* **PROBLEM TO SOLVE**
Rewrite the data below with "deepest" substituted for every "innermost" and everything else unchanged. Leave the pictures out of your answer.

* **TASK DATA**
+--
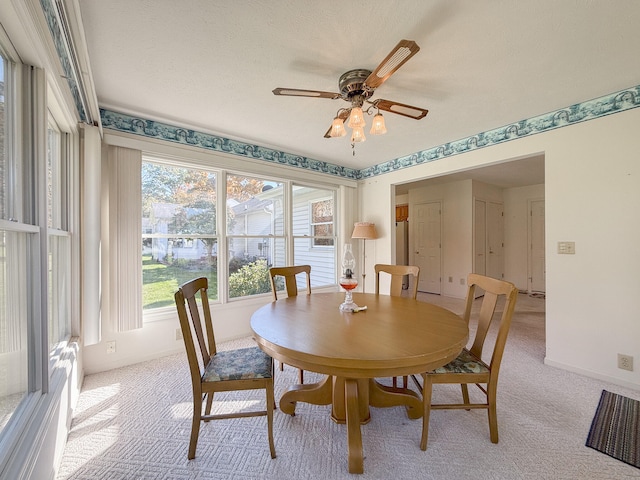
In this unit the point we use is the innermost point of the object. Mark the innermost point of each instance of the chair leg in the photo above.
(465, 394)
(427, 387)
(207, 408)
(493, 414)
(270, 407)
(195, 426)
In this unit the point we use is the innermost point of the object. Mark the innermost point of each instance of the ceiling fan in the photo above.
(356, 87)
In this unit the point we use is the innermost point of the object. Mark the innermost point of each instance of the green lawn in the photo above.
(160, 282)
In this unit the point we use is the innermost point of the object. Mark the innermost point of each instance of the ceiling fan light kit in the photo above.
(356, 87)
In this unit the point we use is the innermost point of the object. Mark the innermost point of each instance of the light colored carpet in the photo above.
(134, 423)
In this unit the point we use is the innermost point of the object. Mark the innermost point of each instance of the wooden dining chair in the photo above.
(469, 367)
(291, 284)
(212, 371)
(397, 273)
+--
* **WRITTEN RESPONSE**
In this unit the point we use is the deepest point of the object. Mark the deepest point of each instance of the chair leg in the photo above.
(465, 394)
(427, 387)
(207, 408)
(493, 414)
(270, 407)
(195, 426)
In this unit the point we use is the deepest point of the object. Mark the deepest point of each instance of the ceiling fan in the photo above.
(356, 87)
In this unit the point we use is the deepest point of the object. Mark the deepest point of each instance of the green lawn in the photo above.
(160, 282)
In this unit the point we use is the deepest point of the object. Mark the deepest point of each instance of the ceiling fan light kit in the photo above.
(356, 87)
In this unit the point we use is the deepest point of the object. Mark the deepest point of each instance of the light colored carpet in the photo above.
(134, 423)
In this unit the point we use is the deepest point of the object. Mark the deepest point of each instance of the wooden dining chair in the photo above.
(469, 367)
(291, 284)
(212, 371)
(397, 273)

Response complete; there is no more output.